**Your task**
Search the data for the string "house" and copy each line in which it appears.
⟨
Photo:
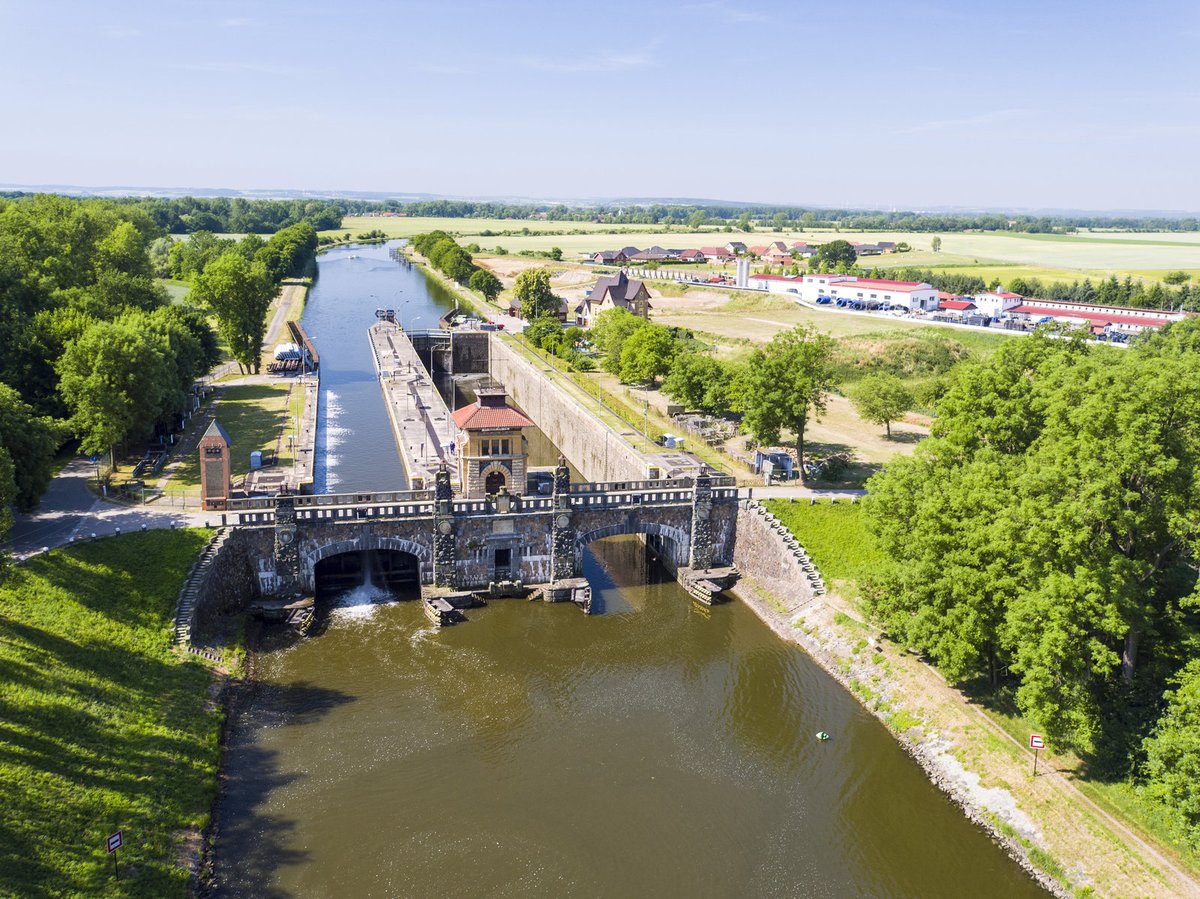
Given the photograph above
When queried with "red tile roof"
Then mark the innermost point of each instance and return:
(475, 417)
(1093, 317)
(881, 285)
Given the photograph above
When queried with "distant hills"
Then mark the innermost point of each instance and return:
(571, 202)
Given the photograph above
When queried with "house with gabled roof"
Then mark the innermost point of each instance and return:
(613, 292)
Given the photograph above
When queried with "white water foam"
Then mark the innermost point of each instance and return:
(360, 604)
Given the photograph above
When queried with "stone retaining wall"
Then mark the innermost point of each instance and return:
(598, 451)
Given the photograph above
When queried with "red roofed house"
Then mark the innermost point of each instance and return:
(957, 305)
(995, 303)
(778, 253)
(492, 447)
(911, 295)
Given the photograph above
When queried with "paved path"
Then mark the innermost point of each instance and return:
(70, 510)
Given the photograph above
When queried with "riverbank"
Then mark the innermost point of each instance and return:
(106, 725)
(1044, 821)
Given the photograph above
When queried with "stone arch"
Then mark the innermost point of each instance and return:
(677, 539)
(310, 557)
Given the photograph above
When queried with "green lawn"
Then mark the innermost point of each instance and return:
(102, 724)
(835, 535)
(253, 415)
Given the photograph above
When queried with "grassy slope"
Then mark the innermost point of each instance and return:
(835, 537)
(101, 723)
(845, 552)
(253, 415)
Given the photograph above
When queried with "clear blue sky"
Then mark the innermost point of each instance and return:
(906, 105)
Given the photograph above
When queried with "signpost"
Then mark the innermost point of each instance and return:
(1036, 743)
(114, 843)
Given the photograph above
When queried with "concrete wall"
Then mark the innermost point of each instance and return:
(598, 451)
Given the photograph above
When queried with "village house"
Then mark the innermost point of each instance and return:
(610, 257)
(613, 292)
(778, 253)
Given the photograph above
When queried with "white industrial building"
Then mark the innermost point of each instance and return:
(996, 303)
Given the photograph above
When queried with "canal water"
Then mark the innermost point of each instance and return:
(355, 448)
(658, 748)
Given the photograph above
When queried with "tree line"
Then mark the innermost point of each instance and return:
(1043, 541)
(93, 346)
(456, 263)
(699, 215)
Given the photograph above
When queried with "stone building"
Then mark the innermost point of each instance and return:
(215, 467)
(492, 445)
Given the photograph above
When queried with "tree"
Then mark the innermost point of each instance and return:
(239, 293)
(647, 354)
(30, 441)
(837, 253)
(882, 399)
(612, 328)
(1173, 754)
(784, 383)
(532, 288)
(486, 283)
(700, 382)
(113, 379)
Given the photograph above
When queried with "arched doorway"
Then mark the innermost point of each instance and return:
(391, 570)
(493, 481)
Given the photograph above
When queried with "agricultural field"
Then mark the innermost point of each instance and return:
(993, 255)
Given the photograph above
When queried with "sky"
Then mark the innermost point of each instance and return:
(975, 103)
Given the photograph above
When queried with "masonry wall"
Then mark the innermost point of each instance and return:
(762, 555)
(595, 450)
(231, 583)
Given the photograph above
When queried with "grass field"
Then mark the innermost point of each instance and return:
(253, 415)
(1066, 256)
(845, 552)
(835, 535)
(102, 725)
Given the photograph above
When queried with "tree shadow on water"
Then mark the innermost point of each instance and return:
(253, 841)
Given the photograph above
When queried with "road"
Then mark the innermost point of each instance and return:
(70, 510)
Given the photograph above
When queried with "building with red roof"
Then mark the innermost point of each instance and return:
(492, 447)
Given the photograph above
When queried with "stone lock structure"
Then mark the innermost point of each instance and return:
(465, 544)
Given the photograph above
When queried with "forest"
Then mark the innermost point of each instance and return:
(1043, 543)
(94, 348)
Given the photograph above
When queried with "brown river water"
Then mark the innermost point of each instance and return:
(655, 749)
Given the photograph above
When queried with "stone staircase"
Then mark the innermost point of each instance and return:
(190, 594)
(799, 557)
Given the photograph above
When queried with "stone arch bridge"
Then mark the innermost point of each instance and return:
(467, 544)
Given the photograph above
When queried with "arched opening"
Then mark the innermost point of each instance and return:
(393, 571)
(493, 481)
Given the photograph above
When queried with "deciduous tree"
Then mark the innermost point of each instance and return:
(784, 383)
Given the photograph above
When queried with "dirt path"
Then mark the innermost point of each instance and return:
(976, 760)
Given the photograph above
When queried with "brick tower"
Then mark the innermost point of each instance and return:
(215, 467)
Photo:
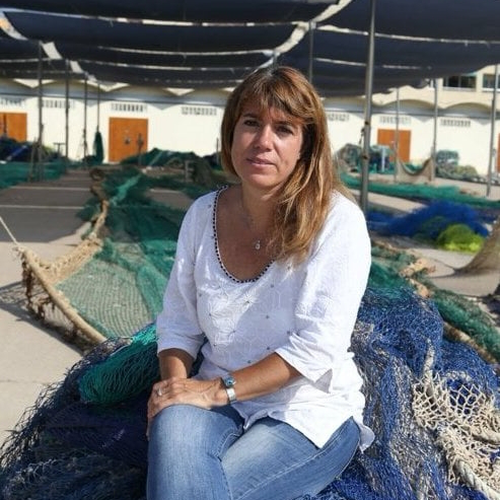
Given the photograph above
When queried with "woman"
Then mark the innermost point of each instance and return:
(267, 282)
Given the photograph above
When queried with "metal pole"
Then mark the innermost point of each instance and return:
(98, 105)
(492, 133)
(312, 26)
(40, 94)
(365, 165)
(396, 138)
(66, 113)
(432, 174)
(85, 97)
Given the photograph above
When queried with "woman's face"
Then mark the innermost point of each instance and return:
(266, 147)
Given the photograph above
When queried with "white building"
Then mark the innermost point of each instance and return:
(129, 117)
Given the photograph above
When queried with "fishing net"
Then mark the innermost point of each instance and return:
(85, 437)
(424, 192)
(12, 173)
(429, 222)
(432, 404)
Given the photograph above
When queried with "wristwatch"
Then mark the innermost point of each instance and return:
(229, 383)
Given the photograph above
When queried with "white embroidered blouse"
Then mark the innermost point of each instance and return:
(304, 313)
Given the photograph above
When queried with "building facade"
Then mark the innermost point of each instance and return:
(453, 113)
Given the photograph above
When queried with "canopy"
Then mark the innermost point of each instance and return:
(200, 44)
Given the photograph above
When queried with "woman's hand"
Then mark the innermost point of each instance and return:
(177, 390)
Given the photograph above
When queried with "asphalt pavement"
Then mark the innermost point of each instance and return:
(43, 217)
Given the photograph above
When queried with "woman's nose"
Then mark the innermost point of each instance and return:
(264, 137)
⟩
**Completed task**
When queried with "house with gabled roof"
When queried with "red roofed house"
When queried with "village house"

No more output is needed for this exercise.